Please rewrite the lines below as a JSON list of strings, with one string per line and no blank lines, leaving out the pictures.

— Start SOURCE MATERIAL —

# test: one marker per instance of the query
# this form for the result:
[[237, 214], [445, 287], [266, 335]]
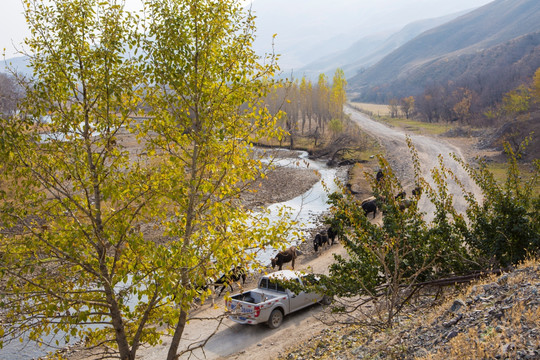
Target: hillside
[[466, 46], [494, 318], [370, 49]]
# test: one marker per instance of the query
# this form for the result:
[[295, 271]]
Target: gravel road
[[428, 148]]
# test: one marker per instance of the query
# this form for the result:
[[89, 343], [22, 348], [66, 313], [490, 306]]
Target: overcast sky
[[282, 15]]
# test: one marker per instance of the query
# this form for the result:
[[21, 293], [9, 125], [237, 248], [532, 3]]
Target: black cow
[[320, 239], [332, 234], [400, 195], [285, 256], [234, 275], [379, 176], [370, 206]]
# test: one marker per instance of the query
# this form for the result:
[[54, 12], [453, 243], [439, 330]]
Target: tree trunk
[[173, 349]]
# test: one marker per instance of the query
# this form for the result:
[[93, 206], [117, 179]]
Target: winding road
[[235, 341], [428, 149]]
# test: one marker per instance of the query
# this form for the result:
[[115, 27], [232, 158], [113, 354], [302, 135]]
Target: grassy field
[[372, 109], [381, 113], [499, 171]]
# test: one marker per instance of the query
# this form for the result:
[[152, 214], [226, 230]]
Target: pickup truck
[[270, 301]]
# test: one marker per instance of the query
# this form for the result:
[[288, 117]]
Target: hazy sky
[[283, 15]]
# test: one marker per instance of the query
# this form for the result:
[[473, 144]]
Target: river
[[305, 209]]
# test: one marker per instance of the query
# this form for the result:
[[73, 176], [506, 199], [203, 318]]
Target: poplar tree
[[77, 260]]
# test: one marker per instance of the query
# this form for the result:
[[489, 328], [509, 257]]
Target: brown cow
[[285, 256]]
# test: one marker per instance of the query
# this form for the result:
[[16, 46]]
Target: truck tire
[[326, 300], [276, 318]]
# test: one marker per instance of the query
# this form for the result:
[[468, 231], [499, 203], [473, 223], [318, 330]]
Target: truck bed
[[254, 297]]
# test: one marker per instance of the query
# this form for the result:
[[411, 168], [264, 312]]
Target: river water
[[305, 209]]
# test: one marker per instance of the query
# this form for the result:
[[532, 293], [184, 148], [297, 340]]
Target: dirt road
[[428, 148], [234, 341]]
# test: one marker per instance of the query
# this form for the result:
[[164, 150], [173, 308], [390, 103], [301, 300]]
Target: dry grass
[[372, 109]]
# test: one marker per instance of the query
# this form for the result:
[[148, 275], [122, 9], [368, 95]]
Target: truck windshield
[[270, 285]]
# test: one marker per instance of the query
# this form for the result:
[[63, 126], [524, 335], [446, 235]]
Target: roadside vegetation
[[77, 207]]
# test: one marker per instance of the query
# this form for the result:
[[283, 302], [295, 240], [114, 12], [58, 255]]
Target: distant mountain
[[370, 49], [493, 34], [311, 29]]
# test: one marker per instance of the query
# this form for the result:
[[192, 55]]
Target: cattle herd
[[323, 238]]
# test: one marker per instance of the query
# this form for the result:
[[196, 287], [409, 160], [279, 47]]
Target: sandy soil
[[234, 341]]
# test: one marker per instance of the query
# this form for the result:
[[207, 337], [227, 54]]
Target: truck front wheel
[[276, 318]]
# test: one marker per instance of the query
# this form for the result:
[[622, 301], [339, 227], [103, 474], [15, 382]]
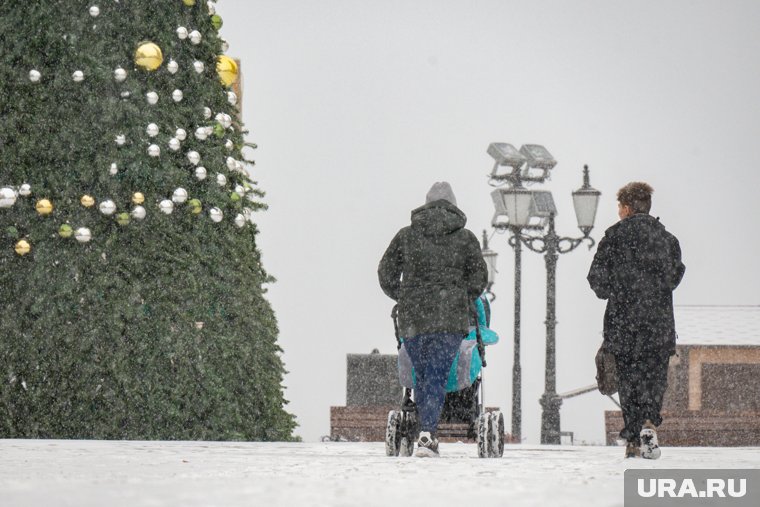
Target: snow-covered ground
[[113, 474]]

— End SOURCE MATERIAL —

[FINISHED TASK]:
[
  "# test: one marker per instance of the query",
  "# this form for the result:",
  "[[237, 214], [445, 287], [266, 335]]",
  "Target: hillside",
  "[[466, 46], [494, 318], [370, 49]]",
  "# test: one marker per instance of the query",
  "# this form for the result:",
  "[[295, 271]]",
  "Target: gravel road",
  "[[428, 148]]",
  "# test: one marker per instance of the query",
  "# this form for the result:",
  "[[89, 343], [22, 348], [66, 313], [490, 306]]",
  "Target: overcast sky",
  "[[282, 15]]",
  "# test: one marker per instance of the query",
  "# this form for the result:",
  "[[21, 293], [9, 125], [237, 248], [532, 3]]",
  "Target: black cow",
  "[[320, 239], [332, 234], [400, 195], [285, 256], [234, 275], [379, 176], [370, 206]]",
  "# test: one marker per instance of the query",
  "# this form for the result:",
  "[[54, 12], [453, 243], [439, 330]]",
  "Target: tree trunk",
  "[[173, 349]]",
  "# test: one marker per instance of the query",
  "# this form for the result:",
  "[[93, 206], [117, 179]]",
  "Target: winding road",
  "[[235, 341], [428, 149]]",
  "# test: one marker per instance of the query",
  "# this form for the result:",
  "[[115, 27], [232, 158], [113, 354], [302, 135]]",
  "Target: grassy field",
  "[[372, 109], [381, 113], [499, 171]]",
  "# test: one marker per instance of the query",
  "# this form for the result:",
  "[[152, 214], [226, 230]]",
  "Target: pickup truck",
  "[[270, 301]]",
  "# test: one marker per instance of the query",
  "# this form for the result:",
  "[[288, 117]]",
  "Target: hazy sky",
  "[[283, 15]]",
  "# test: one marker per instance of the query",
  "# this form for the result:",
  "[[473, 144]]",
  "Target: river",
  "[[305, 209]]",
  "# test: one marker per instance of the query",
  "# this form for the result:",
  "[[73, 176], [506, 199], [203, 318]]",
  "Target: poplar tree",
  "[[77, 260]]",
  "# test: one marker per instance of the query",
  "# this form for the result:",
  "[[489, 328], [509, 257]]",
  "Target: brown cow",
  "[[285, 256]]",
  "# test: one marker per instance of the query",
  "# this form for the result:",
  "[[16, 46]]",
  "Target: truck tire",
  "[[326, 300], [276, 318]]",
  "# test: one marker per instance of the query",
  "# this form for the result:",
  "[[468, 231], [499, 203], [473, 223], [318, 330]]",
  "Target: truck bed",
  "[[254, 297]]",
  "# test: one marker per instance of the query",
  "# this form for the result:",
  "[[411, 168], [264, 312]]",
  "Target: river water",
  "[[305, 209]]",
  "# test: one marker per instance of the query",
  "# this form for the result:",
  "[[532, 293], [184, 148], [297, 340]]",
  "Target: dirt road",
  "[[428, 148], [234, 341]]",
  "# test: one marker per instance of the query",
  "# this form for the result:",
  "[[164, 150], [173, 308], [390, 103], [301, 300]]",
  "Target: dry grass",
  "[[372, 109]]",
  "# test: one marker per instance of the query",
  "# this form for the result:",
  "[[148, 275], [122, 9], [368, 95]]",
  "Target: truck windshield",
  "[[270, 285]]",
  "# test: one marker per instance of the query",
  "# this form for the result:",
  "[[63, 126], [524, 335], [446, 235]]",
  "Target: roadside vegetation",
  "[[77, 207]]",
  "# test: one marker per instance of the query",
  "# this form for the result:",
  "[[283, 302], [295, 240], [114, 12], [58, 255]]",
  "Target: distant mountain",
  "[[370, 49], [493, 34], [311, 29]]",
  "# test: one marker per instance of the query",
  "# this form for the result:",
  "[[192, 55]]",
  "Target: cattle herd",
  "[[323, 238]]",
  "# test: one marker per instance of the query",
  "# this form for the result:",
  "[[196, 287], [409, 160], [279, 47]]",
  "Target: sandy soil",
  "[[234, 341]]",
  "# test: one marker per instance of the query",
  "# this form for the result:",
  "[[207, 337], [227, 54]]",
  "Target: truck front wheel",
  "[[276, 318]]",
  "# test: one marker per instance of the query",
  "# this form for the result:",
  "[[622, 301], [339, 227], [103, 474], [15, 382]]",
  "Target: snow-covered ground",
  "[[113, 474]]"
]